(Items from a data source)
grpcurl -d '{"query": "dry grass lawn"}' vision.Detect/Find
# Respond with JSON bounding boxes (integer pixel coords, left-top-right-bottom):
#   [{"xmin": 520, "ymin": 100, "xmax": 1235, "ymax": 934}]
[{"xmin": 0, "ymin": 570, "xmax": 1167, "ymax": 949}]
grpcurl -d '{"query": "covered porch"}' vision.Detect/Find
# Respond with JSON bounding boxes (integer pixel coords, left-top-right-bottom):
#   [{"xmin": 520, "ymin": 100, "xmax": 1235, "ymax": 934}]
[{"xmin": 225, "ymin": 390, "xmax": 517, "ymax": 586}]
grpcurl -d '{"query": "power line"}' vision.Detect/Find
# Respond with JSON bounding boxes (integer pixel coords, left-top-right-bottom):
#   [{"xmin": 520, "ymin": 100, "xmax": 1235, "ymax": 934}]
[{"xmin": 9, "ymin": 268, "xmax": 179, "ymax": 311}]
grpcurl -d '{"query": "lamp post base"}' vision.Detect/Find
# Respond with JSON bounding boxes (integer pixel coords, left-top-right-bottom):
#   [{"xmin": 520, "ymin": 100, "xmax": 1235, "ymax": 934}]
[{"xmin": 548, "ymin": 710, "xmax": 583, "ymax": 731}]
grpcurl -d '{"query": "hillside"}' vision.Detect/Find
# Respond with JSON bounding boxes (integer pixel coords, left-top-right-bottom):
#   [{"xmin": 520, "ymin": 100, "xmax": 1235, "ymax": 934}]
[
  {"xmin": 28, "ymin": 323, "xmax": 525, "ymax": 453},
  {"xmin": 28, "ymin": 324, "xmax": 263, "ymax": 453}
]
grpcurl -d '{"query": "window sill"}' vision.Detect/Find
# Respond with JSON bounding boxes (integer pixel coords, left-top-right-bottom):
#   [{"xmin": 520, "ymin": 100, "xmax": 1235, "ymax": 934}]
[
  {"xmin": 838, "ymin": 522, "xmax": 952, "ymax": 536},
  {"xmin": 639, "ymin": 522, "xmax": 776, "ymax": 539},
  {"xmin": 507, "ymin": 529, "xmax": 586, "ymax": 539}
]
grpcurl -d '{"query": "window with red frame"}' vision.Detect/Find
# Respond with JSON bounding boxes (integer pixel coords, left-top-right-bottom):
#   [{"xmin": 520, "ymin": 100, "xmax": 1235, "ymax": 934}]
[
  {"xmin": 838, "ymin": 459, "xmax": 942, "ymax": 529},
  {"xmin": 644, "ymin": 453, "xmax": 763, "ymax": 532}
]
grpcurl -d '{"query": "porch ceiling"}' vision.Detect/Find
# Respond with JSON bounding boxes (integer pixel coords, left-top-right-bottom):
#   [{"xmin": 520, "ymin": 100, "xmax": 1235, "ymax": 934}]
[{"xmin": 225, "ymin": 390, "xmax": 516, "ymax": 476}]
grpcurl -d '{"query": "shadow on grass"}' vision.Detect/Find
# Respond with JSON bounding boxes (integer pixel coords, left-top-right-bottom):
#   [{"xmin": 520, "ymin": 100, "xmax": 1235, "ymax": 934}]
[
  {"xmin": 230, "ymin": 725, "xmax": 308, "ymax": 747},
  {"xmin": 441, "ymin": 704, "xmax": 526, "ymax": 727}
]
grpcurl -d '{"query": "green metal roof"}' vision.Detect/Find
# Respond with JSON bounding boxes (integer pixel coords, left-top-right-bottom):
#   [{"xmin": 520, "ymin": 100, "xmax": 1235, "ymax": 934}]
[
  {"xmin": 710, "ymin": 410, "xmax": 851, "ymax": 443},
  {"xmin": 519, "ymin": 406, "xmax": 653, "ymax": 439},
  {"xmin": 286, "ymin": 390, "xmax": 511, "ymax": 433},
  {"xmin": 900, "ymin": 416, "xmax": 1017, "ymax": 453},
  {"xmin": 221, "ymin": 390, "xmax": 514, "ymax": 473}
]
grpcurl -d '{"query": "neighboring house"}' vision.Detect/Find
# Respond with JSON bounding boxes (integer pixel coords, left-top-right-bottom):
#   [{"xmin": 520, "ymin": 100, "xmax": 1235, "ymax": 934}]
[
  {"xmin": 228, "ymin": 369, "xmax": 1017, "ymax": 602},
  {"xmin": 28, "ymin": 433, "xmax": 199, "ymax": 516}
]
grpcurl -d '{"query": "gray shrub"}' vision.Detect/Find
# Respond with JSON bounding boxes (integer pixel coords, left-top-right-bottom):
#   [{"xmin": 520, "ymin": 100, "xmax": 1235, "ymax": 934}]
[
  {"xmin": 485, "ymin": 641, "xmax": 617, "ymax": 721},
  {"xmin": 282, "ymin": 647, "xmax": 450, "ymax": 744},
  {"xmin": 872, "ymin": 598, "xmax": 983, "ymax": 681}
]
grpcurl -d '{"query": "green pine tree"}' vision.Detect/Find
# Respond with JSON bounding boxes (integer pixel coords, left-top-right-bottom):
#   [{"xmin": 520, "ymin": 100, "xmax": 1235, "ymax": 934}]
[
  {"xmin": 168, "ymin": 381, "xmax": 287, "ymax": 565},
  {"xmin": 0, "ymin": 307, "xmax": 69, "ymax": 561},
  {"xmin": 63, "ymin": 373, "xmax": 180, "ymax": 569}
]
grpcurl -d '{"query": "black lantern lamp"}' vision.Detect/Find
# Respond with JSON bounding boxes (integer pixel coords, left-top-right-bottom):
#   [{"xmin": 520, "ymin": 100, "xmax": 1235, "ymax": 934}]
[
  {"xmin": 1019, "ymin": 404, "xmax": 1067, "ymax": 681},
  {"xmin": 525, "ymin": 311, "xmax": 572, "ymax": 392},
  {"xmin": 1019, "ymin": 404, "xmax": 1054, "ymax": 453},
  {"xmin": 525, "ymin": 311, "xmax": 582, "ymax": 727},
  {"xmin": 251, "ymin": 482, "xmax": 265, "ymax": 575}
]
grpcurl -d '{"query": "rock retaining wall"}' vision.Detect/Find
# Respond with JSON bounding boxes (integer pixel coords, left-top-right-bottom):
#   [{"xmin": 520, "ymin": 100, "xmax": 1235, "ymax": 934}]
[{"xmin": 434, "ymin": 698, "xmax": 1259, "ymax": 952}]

■ **Work required**
Copy out the material above in its entirety. Every detail must match.

■ **Task result**
grpcurl -d '{"query": "dry grass lawn"}' vision.Detect/Find
# Respond with JSON bounding boxes (integer pixel coords, left-top-right-bottom):
#   [{"xmin": 520, "ymin": 100, "xmax": 1235, "ymax": 934}]
[{"xmin": 0, "ymin": 570, "xmax": 1167, "ymax": 949}]
grpcurl -d '{"query": "covered porch"}' vision.Detect/Find
# Respond with JSON bounding boxes (integer pixel coords, left-top-right-bottom):
#   [{"xmin": 520, "ymin": 100, "xmax": 1235, "ymax": 934}]
[{"xmin": 225, "ymin": 390, "xmax": 517, "ymax": 586}]
grpcurl -d '{"query": "power line"}' vision.Detect/Find
# Respond with JSON bounding boxes (integer pixel coords, left-top-right-bottom):
#   [{"xmin": 520, "ymin": 100, "xmax": 1235, "ymax": 934}]
[{"xmin": 9, "ymin": 268, "xmax": 179, "ymax": 311}]
grpcurl -d '{"query": "lamp post base"}' vision.Detect/Find
# Respond with JSON bounding boxes (integer pixel coords, left-top-right-bottom):
#   [{"xmin": 520, "ymin": 100, "xmax": 1235, "ymax": 934}]
[{"xmin": 548, "ymin": 710, "xmax": 583, "ymax": 731}]
grpcurl -d '{"query": "hillside"}' vision.Detect/Find
# Respond with JSON bounding boxes (integer pixel coords, left-top-right-bottom):
#   [{"xmin": 520, "ymin": 100, "xmax": 1235, "ymax": 934}]
[
  {"xmin": 28, "ymin": 323, "xmax": 525, "ymax": 453},
  {"xmin": 28, "ymin": 324, "xmax": 263, "ymax": 453}
]
grpcurl -d '{"query": "window sill"}' vision.Detect/Find
# Respond with JSON bounding boxes (integer pixel coords, left-top-right-bottom):
#   [{"xmin": 520, "ymin": 100, "xmax": 1235, "ymax": 934}]
[
  {"xmin": 838, "ymin": 522, "xmax": 952, "ymax": 536},
  {"xmin": 639, "ymin": 522, "xmax": 776, "ymax": 539},
  {"xmin": 507, "ymin": 529, "xmax": 586, "ymax": 539}
]
grpcurl -d '{"query": "window with red frame"}' vision.Detect/Find
# Respond with JSON bounding boxes (integer pixel coords, left-top-right-bottom):
#   [{"xmin": 520, "ymin": 100, "xmax": 1235, "ymax": 934}]
[
  {"xmin": 838, "ymin": 459, "xmax": 942, "ymax": 529},
  {"xmin": 644, "ymin": 453, "xmax": 763, "ymax": 532}
]
grpcurl -d '{"query": "porch ceiling"}' vision.Detect/Find
# Respond with JSON bounding boxes (integer pixel coords, left-top-right-bottom):
#   [{"xmin": 520, "ymin": 100, "xmax": 1235, "ymax": 934}]
[{"xmin": 225, "ymin": 390, "xmax": 516, "ymax": 476}]
grpcurl -d '{"query": "shadow on grass"}' vision.Detect/Find
# Respond with JSON bounding boxes (integer pixel coords, left-top-right-bottom):
#   [{"xmin": 520, "ymin": 100, "xmax": 1235, "ymax": 934}]
[
  {"xmin": 230, "ymin": 725, "xmax": 308, "ymax": 747},
  {"xmin": 441, "ymin": 704, "xmax": 526, "ymax": 727}
]
grpcurl -d '{"query": "green metal roof"}' vision.Detect/Find
# Respond with JSON bounding boxes (integer pixel coords, left-top-right-bottom):
#   [{"xmin": 520, "ymin": 100, "xmax": 1235, "ymax": 934}]
[
  {"xmin": 710, "ymin": 410, "xmax": 851, "ymax": 443},
  {"xmin": 519, "ymin": 406, "xmax": 653, "ymax": 439},
  {"xmin": 286, "ymin": 390, "xmax": 511, "ymax": 433},
  {"xmin": 900, "ymin": 416, "xmax": 1017, "ymax": 453},
  {"xmin": 221, "ymin": 390, "xmax": 514, "ymax": 473}
]
grpcurl -d '{"query": "neighboring house"}' vision.Detect/Find
# Respond with JSON bounding boxes (integer pixel coords, left-top-right-bottom):
#   [{"xmin": 520, "ymin": 100, "xmax": 1235, "ymax": 934}]
[
  {"xmin": 228, "ymin": 369, "xmax": 1017, "ymax": 602},
  {"xmin": 28, "ymin": 433, "xmax": 199, "ymax": 516}
]
grpcurl -d '{"query": "gray shrub"}' vision.Detect/Find
# Respond with JSON bounding boxes (integer pixel coords, left-top-right-bottom):
#   [{"xmin": 520, "ymin": 100, "xmax": 1235, "ymax": 934}]
[
  {"xmin": 485, "ymin": 641, "xmax": 617, "ymax": 721},
  {"xmin": 282, "ymin": 647, "xmax": 450, "ymax": 744},
  {"xmin": 872, "ymin": 598, "xmax": 983, "ymax": 681}
]
grpcurl -d '{"query": "green pine tree"}' vision.Detect/Find
# Respond with JSON bounding boxes (integer pixel coords, left-top-right-bottom):
#   [{"xmin": 520, "ymin": 100, "xmax": 1235, "ymax": 934}]
[
  {"xmin": 168, "ymin": 381, "xmax": 287, "ymax": 565},
  {"xmin": 0, "ymin": 307, "xmax": 69, "ymax": 561},
  {"xmin": 63, "ymin": 373, "xmax": 180, "ymax": 569}
]
grpcurl -d '{"query": "black lantern lamp"}' vision.Detect/Find
# Respond with JSON bounding boxes (integer pixel coords, left-top-right-bottom):
#   [{"xmin": 520, "ymin": 100, "xmax": 1235, "ymax": 934}]
[
  {"xmin": 1019, "ymin": 404, "xmax": 1067, "ymax": 681},
  {"xmin": 525, "ymin": 311, "xmax": 572, "ymax": 392},
  {"xmin": 1019, "ymin": 404, "xmax": 1054, "ymax": 453},
  {"xmin": 525, "ymin": 311, "xmax": 582, "ymax": 727},
  {"xmin": 251, "ymin": 482, "xmax": 265, "ymax": 575}
]
grpcurl -d '{"query": "rock retaining wall"}' vision.Detect/Find
# Respond with JSON bounding boxes (integer pixel coords, left-top-right-bottom):
#   [{"xmin": 520, "ymin": 100, "xmax": 1235, "ymax": 934}]
[{"xmin": 434, "ymin": 698, "xmax": 1259, "ymax": 952}]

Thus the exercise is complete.